(Stored data entries)

= Beginning of Section =

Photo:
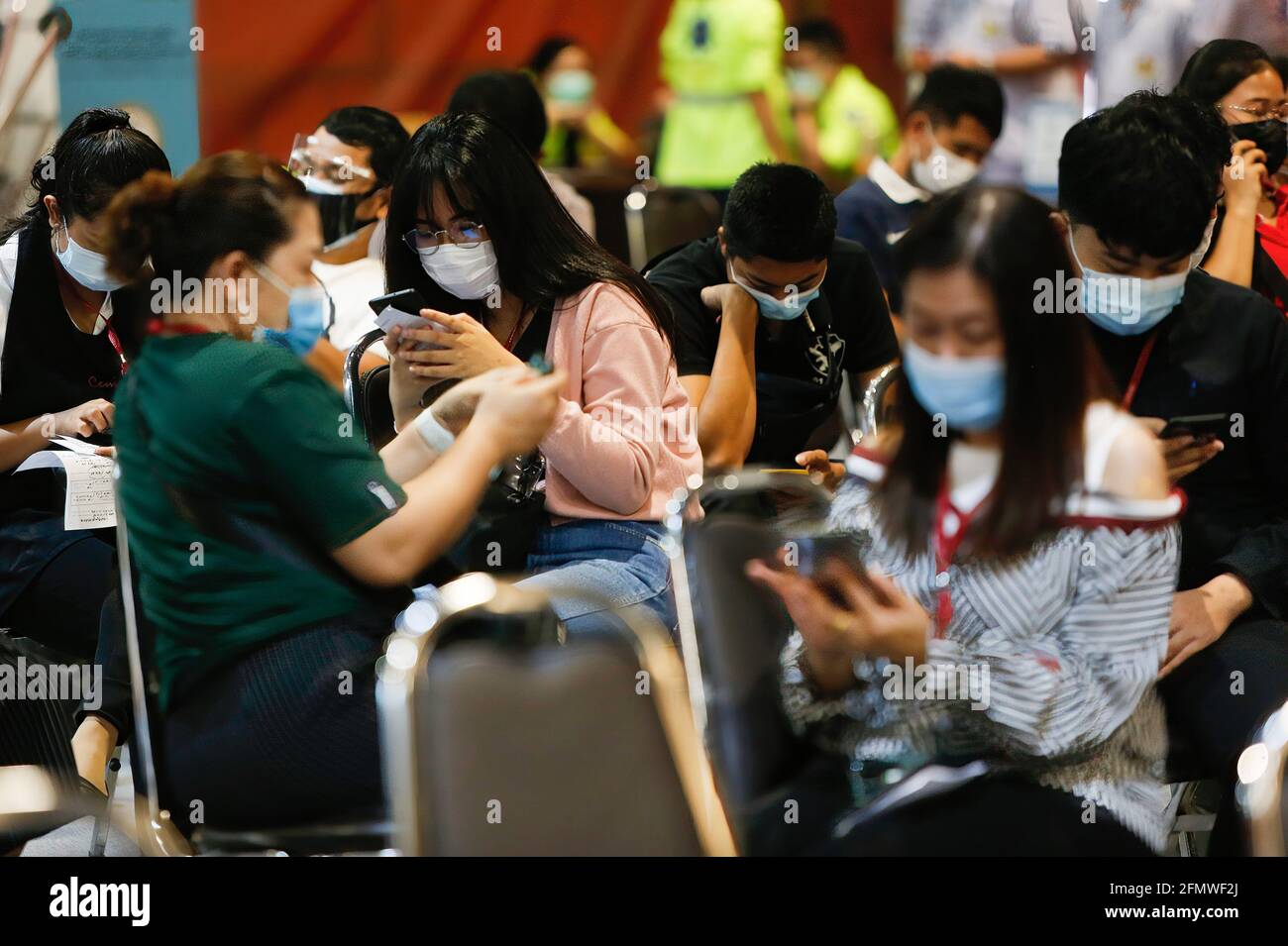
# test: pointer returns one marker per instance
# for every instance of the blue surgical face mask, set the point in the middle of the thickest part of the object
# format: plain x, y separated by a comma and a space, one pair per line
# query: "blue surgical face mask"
84, 265
970, 392
1129, 304
780, 309
308, 310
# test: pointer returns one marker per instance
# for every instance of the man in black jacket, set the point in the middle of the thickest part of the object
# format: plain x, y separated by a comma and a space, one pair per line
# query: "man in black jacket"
1138, 187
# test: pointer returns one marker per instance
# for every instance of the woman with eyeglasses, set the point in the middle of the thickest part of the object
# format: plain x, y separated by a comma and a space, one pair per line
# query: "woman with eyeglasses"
507, 273
1249, 245
271, 546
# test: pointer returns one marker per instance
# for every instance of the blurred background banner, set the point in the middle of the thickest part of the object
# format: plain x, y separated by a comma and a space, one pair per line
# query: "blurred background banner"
138, 55
270, 69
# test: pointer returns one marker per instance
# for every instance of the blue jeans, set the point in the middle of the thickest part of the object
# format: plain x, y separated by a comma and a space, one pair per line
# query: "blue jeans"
621, 562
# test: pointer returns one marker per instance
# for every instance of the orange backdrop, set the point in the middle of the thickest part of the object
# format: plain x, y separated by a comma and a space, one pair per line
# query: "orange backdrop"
269, 69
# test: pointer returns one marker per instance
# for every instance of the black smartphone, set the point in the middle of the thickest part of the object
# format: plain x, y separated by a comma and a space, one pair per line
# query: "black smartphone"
810, 554
1202, 428
407, 301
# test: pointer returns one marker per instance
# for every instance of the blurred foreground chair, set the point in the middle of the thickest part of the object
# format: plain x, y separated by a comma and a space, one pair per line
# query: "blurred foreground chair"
366, 394
501, 739
662, 218
1261, 787
158, 833
732, 631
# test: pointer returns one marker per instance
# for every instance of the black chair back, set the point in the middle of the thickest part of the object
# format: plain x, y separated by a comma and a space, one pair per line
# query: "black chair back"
501, 740
366, 392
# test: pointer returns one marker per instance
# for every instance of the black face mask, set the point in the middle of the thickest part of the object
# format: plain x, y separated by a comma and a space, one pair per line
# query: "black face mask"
339, 214
1270, 136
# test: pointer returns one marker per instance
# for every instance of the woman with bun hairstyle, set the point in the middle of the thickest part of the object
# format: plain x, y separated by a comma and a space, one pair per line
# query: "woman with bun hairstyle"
62, 353
270, 543
60, 357
1249, 246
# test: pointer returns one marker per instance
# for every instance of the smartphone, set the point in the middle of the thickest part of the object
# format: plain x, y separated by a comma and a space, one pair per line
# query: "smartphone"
812, 553
1202, 428
402, 309
407, 301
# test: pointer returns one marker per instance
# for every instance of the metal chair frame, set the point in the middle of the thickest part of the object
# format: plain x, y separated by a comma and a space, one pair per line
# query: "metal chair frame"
403, 668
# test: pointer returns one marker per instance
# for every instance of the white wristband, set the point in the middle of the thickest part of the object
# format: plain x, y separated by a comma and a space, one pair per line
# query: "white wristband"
434, 434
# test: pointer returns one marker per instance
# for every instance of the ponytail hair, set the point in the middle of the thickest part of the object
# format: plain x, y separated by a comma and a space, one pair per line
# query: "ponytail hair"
228, 202
97, 155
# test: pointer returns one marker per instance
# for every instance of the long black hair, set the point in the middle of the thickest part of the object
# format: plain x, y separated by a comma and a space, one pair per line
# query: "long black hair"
97, 155
485, 174
1005, 237
1220, 65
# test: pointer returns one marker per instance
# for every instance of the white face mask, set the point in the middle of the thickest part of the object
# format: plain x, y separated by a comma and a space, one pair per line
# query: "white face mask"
1197, 257
465, 271
84, 265
941, 170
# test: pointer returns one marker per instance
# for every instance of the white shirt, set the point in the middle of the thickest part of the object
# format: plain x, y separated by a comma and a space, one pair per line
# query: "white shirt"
352, 286
896, 187
1140, 44
987, 27
9, 277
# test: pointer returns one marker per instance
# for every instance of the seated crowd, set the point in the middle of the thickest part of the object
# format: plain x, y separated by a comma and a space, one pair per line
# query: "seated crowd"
1022, 510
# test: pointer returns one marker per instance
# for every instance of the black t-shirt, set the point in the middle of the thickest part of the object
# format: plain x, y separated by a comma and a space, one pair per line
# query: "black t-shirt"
1223, 351
798, 362
859, 318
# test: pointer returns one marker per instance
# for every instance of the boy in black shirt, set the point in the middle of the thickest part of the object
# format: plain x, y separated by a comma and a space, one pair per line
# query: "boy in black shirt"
771, 312
1138, 185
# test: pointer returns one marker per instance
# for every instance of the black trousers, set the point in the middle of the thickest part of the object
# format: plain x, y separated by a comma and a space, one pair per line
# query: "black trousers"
286, 735
1216, 700
992, 817
60, 605
1004, 815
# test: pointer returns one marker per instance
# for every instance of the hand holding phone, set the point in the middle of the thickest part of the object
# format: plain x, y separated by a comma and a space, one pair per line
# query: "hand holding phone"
1202, 428
402, 310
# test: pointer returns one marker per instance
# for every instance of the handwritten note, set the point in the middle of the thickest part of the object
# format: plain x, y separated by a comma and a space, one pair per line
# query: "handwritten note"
89, 486
89, 491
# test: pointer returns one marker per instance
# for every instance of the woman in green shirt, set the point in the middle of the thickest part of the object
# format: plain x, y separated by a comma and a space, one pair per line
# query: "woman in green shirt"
269, 541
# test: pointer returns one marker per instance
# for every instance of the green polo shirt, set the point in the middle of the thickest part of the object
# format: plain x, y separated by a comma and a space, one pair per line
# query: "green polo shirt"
713, 54
854, 119
257, 434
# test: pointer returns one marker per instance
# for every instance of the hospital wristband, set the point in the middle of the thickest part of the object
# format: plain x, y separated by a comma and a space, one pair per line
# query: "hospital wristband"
434, 434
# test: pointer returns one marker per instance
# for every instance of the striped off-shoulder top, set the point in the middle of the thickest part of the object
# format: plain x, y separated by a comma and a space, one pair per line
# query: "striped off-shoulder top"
1043, 663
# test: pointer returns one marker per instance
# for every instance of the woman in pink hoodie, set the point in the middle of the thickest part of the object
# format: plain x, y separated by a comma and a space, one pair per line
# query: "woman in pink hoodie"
476, 229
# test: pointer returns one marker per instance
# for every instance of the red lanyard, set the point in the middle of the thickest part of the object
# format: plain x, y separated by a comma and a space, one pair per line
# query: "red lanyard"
514, 334
951, 527
116, 344
159, 327
1138, 370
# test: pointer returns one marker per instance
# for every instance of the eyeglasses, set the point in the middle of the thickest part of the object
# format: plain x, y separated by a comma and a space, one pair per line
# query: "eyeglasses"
464, 233
1262, 112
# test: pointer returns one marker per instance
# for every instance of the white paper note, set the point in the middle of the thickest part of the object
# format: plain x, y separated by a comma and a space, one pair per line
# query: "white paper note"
75, 446
89, 491
389, 317
42, 460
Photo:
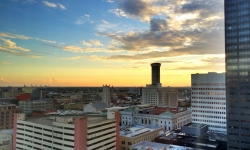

= End of Section =

**EXERCISE DESCRIPTION**. Could the data above be copied out exactly, with no pictures kept?

**OUTPUT OF THE EXERCISE**.
Photo:
# test: pointer returns one marker per instance
# for every instance of the blue surgical face mask, set the point in the middle of the thickest part of the object
# format: plain x, y separated by a comma and a space, one pair per line
# query: "blue surgical face mask"
84, 265
970, 392
1129, 304
780, 309
308, 310
# test: pointer returns one marker per instance
# for every instance of the man in black jacket, set the point in the middle of the thickest part of the object
# format: plain x, y separated by a comma and a space, one pair per line
# query: "man in black jacket"
1138, 187
# test: pointer returns one marker per instance
# for every instance of the woman with eyeglasses, set the point in the middle of the thickest part of the object
# format: plain x, y separated by a comma and a space, one pair per line
# query: "woman with eyeglasses"
507, 273
1249, 245
271, 546
# test: pointer returns one marker per instance
# for every instance of the blurred background banner, set the point in the middle of the thickest part of the object
# format: plain x, y separated by a comma and a space, one pair per line
# query: "blurred background banner"
138, 55
270, 69
# test: pointer returns one marker per instance
# for every instance of the blue jeans, set the point in the middle of the thickest part of the object
# format: plain x, y separated by a comma and a space, one pair per line
# query: "blue jeans"
621, 562
# test: pointer returns one marker per instance
# for every instance of the orange backdrop, set the point in the middle of the thickest part of the object
# format: plain x, y separated by a comma and a space, one pair per line
# query: "orange backdrop"
269, 69
# test: pointer returns one marker per instance
# for every instance of the black smartphone, set the point in the middle of the thickest part of the object
# format: plain x, y separated by a comma and a space, one pair per line
# query: "black smartphone"
810, 554
1202, 428
407, 301
# test: pointer returns one marker per instance
# for every instance of the blurred foreground chair, set the point in the middle of the thickest part of the object
# format: plain x, y separated by a comma and a space, one pair per line
# query: "blurred foreground chair"
366, 394
501, 739
662, 218
1261, 787
158, 833
732, 631
# test: pointer returns one marker per instance
# for every instance of the black chair back, set the point in the middle of the thickest part of the object
# format: plain x, y separated by a comma and a space, one pair per line
# query: "black chair back"
501, 740
366, 392
# test: pointer returns one marker per instance
# for every instance of the black face mask, set the point in the middle of the thickest part of the object
# format: plain x, y separated by a comma and a space, one pair per line
# query: "black face mask"
339, 214
1270, 136
# test: pointer returns one marker per instance
# for every instance of the woman with bun hairstyle, set the point in the middle of the thickest part of the object
# format: plain x, y separated by a comma and a space, one pair per line
# query: "woman with bun hairstyle"
62, 353
270, 543
60, 357
1249, 246
# test: pointer returns one marker per instance
# for every instance of the smartphone, set the point in the middle of the thickest part of the object
# format: plain x, y separated by a comma and a space, one pair per line
# query: "smartphone"
812, 553
1202, 428
402, 309
407, 301
# test: pointer returns one marker per instance
# for every instance of the metal chair frame, set the point in the middle of the thickest part of the object
# format: plain x, y separated by a comma and a space, one pair per line
# query: "metal chair frame"
403, 668
# test: pointer returns one marker per instance
# for every instance of the white wristband, set the point in the middle of the thickest part of the object
# format: plain x, y separated by a comma and a space, one pair per line
# query: "white wristband"
434, 434
# test: pointer returns one marker per instance
# for every instance of the ponytail hair, set the point in the middle of the thickest part of the object
# format: plain x, y separated by a comma and a space, one pair per line
# query: "ponytail hair"
228, 202
97, 155
# test: pointer returns one marker per instance
# for every instance of the long black hair, set the point in the middle of the thickest part of the object
# format: plain x, y separated by a comma and a space, one pair per line
# query: "long black hair"
97, 155
485, 174
1005, 237
1220, 65
# test: pointer returns one marker per instance
# for every instance of the white face mask, set the point in the middle of the thickest part of the object
# format: plain x, y separated by a comma and a space, one pair per line
# query: "white face mask"
1197, 257
465, 271
84, 265
941, 170
# test: pointer returns one marker per instance
# for every instance of the white shirt, set the point in the middle of the thickest part of the object
# format: plain x, y separated by a comma and a space, one pair per line
# query: "white shirt"
352, 286
896, 187
1140, 44
987, 27
9, 277
# test: pointer returns one marker per instance
# for every instance of the seated crowd, set the point in the middle of the thickest part of the object
# format: plain x, y separated by a comma and a space, one pair per line
# query: "seated crowd"
1022, 510
# test: pointer returns one marker per instance
# for every instance of the black t-shirt, set the point in the middle of the thickest part of the object
# format: plain x, y separated by a comma and a space, one pair per line
# query: "black t-shirt"
1223, 351
798, 362
859, 318
# test: pointer returns one marker per instance
# for every instance of the boy in black shirt, set the point in the middle of the thickest part of the object
# format: plain x, y separated by a comma and a space, one pair per line
# query: "boy in black shirt"
771, 312
1138, 185
# test: pointer returns one marker per instance
# for every instance of the black trousers, set the point in the middle of the thickest part of the object
# format: plain x, y separated by a comma and a space, one pair per line
# query: "black trousers"
286, 735
1216, 700
992, 817
60, 605
1004, 815
# test: pointer returns one marker per instance
# for every instance of the hand holding phone, set the point in the middle of the thickest part of the object
# format: plain x, y separated by a comma and a space, one pair per line
# query: "hand holding phone"
1202, 428
402, 310
# test: pointer returns one marker per instance
# for every instance of the handwritten note, set the point in the middle of the thickest part of the object
# format: plain x, y separated by a comma and a space, one pair per line
# query: "handwritten note"
89, 486
89, 491
# test: pointer returns one marker per instance
# for every instance of the woman in green shirt, set the point in the middle of the thickest part of the object
# format: plain x, y separated by a comma and a space, one pair per line
# query: "woman in green shirt"
269, 541
# test: pointer returns one marker per instance
# for every instance of the green polo shirt, set the point in the middle of the thickest part of the object
# format: plain x, y separated by a comma and a space, one pair per line
# query: "green polo shirt"
713, 54
854, 119
257, 434
# test: pointer returns one marker per instance
# for every instance of the hospital wristband, set the point in the middle of the thickest part of the object
# format: plain x, y separated by a comma and a space, one pair per line
# query: "hospital wristband"
434, 434
# test: pointer returns one marker per instance
# for every instance of the striped off-shoulder top, set the point in the middle of the thickest part of the object
# format: plain x, y separated by a comma and a space, one pair per line
# query: "striped off-shoulder top"
1043, 663
# test: pointer returns one marker per instance
# for every instance of the woman in pink hoodie, set the point in the middle of the thickest part of the object
# format: plain x, y separated by a comma and a space, one pair per line
# query: "woman in pink hoodie"
476, 229
# test: pointer returns one marker per instance
# for every instance of the red lanyard, set the point in the middle of the thickest part of the object
# format: plain x, y separated by a comma and a space, one pair per line
# query: "red lanyard"
514, 334
951, 527
116, 344
159, 327
1138, 370
# test: pointer returns one marker per instance
# for every instance of the eyeglasses, set the point in the middle of the thickest part of the object
# format: plain x, y separated by a comma and a space, one pair per line
# query: "eyeglasses"
464, 233
1262, 112
# test: pointer returns one marker per instance
# for every instance of the white paper note, set the point in the middle of the thickest part of the object
# format: plain x, y separated by a comma and a space, one pair per line
# query: "white paper note"
75, 446
89, 491
389, 317
42, 460
Photo:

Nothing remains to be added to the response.